> Your instructions:
Which lines below fall between the one containing "bed, one point per instance" and the one containing "point(839, 282)"? Repeat them exactly, counting both of those lines, and add nothing else.

> Records provided:
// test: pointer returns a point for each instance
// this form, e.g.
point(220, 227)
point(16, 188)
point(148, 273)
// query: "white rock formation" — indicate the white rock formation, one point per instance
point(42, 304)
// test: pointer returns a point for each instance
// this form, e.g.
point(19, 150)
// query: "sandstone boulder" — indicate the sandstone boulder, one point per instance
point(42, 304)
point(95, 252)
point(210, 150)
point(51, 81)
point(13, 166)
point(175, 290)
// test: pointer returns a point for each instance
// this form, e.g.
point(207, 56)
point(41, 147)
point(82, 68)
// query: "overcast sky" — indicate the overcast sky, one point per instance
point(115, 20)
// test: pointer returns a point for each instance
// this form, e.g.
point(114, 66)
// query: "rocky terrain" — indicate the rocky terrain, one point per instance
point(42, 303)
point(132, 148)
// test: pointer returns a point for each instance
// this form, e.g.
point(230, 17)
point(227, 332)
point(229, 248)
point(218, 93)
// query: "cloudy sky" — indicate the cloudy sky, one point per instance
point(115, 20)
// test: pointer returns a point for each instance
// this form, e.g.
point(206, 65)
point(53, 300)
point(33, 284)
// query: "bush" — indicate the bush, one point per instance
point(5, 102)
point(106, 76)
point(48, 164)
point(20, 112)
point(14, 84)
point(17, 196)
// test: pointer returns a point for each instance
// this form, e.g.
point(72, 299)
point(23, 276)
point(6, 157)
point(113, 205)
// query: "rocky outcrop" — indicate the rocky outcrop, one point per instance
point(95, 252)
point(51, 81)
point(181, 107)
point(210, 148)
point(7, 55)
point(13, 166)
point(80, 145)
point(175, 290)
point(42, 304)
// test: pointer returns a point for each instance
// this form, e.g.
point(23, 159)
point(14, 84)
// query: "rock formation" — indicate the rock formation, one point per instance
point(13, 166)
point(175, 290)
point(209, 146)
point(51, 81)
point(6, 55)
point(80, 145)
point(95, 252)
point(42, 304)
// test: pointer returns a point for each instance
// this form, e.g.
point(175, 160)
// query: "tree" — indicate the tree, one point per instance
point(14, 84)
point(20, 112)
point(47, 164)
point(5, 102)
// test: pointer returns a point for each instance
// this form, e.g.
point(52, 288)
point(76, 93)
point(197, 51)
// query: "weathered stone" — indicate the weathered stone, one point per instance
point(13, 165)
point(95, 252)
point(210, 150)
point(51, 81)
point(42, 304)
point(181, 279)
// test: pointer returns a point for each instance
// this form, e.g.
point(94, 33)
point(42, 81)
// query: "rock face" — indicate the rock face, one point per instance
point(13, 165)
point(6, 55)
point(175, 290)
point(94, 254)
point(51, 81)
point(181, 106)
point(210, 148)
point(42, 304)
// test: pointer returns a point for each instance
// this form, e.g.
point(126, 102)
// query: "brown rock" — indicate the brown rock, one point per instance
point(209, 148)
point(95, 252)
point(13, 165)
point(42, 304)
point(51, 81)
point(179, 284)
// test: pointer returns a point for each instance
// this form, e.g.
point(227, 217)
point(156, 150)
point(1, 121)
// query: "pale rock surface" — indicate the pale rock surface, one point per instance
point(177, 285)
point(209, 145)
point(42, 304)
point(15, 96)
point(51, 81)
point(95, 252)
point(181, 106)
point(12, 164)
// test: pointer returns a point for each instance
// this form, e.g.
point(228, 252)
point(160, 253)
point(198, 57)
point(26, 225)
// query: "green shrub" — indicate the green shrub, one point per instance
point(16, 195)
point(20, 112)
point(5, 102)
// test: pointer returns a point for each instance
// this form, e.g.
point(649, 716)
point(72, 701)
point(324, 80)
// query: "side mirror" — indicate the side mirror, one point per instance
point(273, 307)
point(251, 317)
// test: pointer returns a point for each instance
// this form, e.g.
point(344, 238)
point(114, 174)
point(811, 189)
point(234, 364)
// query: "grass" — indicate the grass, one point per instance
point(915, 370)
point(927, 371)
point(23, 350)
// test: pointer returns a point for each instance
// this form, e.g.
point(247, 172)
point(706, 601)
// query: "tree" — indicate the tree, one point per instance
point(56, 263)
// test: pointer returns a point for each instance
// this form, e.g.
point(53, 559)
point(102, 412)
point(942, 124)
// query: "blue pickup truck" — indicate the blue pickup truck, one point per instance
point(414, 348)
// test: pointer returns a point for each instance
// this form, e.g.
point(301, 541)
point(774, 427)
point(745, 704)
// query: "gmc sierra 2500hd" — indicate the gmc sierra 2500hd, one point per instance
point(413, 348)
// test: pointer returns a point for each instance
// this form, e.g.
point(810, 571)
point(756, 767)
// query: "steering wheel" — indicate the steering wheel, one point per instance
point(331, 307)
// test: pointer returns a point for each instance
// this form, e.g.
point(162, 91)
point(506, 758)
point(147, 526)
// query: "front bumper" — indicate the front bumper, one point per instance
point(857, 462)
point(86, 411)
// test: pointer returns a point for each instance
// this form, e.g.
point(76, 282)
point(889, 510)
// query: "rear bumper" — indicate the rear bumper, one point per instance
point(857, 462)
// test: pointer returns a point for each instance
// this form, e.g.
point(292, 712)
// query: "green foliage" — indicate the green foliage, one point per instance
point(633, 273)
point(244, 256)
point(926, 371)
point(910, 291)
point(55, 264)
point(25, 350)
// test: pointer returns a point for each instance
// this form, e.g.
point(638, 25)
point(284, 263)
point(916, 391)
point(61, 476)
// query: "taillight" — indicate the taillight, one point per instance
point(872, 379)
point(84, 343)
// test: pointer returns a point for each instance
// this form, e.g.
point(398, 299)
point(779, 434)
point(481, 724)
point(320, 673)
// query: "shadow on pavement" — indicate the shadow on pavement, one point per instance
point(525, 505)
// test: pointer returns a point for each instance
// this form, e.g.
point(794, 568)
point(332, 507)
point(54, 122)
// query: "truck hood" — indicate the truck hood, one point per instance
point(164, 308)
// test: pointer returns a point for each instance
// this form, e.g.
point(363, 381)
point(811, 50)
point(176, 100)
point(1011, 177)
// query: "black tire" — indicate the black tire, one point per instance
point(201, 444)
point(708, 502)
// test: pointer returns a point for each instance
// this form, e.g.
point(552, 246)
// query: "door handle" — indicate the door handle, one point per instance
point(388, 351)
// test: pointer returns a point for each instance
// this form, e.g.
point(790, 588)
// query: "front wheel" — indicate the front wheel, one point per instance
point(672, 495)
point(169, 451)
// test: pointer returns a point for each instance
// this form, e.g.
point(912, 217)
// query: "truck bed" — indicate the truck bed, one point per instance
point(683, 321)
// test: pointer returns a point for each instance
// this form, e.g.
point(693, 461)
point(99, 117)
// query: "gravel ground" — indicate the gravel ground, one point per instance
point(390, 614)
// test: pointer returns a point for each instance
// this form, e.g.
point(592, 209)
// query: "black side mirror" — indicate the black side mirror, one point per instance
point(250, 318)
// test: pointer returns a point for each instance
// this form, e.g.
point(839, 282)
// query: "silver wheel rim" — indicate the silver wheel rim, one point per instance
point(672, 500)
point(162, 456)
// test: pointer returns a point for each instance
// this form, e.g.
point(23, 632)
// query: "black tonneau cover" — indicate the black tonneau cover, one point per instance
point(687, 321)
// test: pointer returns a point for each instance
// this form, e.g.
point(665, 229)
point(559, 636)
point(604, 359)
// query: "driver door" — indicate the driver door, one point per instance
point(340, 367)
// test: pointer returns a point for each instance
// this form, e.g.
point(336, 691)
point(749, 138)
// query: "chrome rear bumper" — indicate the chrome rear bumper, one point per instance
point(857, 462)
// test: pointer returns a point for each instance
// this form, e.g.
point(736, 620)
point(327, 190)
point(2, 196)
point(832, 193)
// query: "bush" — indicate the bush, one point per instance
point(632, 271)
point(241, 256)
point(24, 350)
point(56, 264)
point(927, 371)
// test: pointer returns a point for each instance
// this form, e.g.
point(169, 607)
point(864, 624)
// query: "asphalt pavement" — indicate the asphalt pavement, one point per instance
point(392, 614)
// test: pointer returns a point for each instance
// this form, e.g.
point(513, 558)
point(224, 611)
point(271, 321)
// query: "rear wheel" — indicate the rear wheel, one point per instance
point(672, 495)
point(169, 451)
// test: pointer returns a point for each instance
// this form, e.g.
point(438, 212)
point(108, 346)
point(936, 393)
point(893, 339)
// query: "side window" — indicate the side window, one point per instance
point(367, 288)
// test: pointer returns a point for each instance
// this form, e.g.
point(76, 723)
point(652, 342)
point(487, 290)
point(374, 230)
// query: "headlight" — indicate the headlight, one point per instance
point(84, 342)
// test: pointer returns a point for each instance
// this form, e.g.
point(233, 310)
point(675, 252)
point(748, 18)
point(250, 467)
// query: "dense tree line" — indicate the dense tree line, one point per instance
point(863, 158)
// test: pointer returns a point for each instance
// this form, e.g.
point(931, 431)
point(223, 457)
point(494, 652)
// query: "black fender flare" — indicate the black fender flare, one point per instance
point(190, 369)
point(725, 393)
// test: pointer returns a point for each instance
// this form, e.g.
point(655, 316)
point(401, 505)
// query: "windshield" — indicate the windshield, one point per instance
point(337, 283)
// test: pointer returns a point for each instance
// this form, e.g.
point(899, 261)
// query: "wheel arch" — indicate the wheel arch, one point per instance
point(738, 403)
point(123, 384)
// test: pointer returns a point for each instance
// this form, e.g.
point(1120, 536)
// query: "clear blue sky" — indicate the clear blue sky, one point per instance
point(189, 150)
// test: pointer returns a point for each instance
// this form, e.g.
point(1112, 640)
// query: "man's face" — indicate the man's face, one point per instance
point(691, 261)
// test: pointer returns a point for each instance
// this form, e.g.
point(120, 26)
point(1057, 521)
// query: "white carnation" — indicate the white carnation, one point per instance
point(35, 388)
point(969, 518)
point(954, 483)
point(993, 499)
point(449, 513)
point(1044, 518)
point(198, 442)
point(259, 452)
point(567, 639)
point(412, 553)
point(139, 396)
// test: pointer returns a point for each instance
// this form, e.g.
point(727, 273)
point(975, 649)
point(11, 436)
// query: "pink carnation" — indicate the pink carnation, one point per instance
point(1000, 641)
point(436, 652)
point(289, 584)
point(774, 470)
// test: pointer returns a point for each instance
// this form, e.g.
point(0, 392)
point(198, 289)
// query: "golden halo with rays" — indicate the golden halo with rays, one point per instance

> Exercise result:
// query: "truck bed" — indicate the truck bed, one point per instance
point(683, 321)
// test: pointer returns a point for each instance
// this form, e.g.
point(693, 461)
point(99, 117)
// query: "gravel ground" — indicate the gravel ground, one point per instance
point(390, 614)
// test: pointer returns a point for each instance
// this form, e.g.
point(592, 209)
// query: "black side mirror" — indicate the black side mirror, one point per instance
point(250, 318)
// test: pointer returns a point for each instance
// this form, e.g.
point(839, 282)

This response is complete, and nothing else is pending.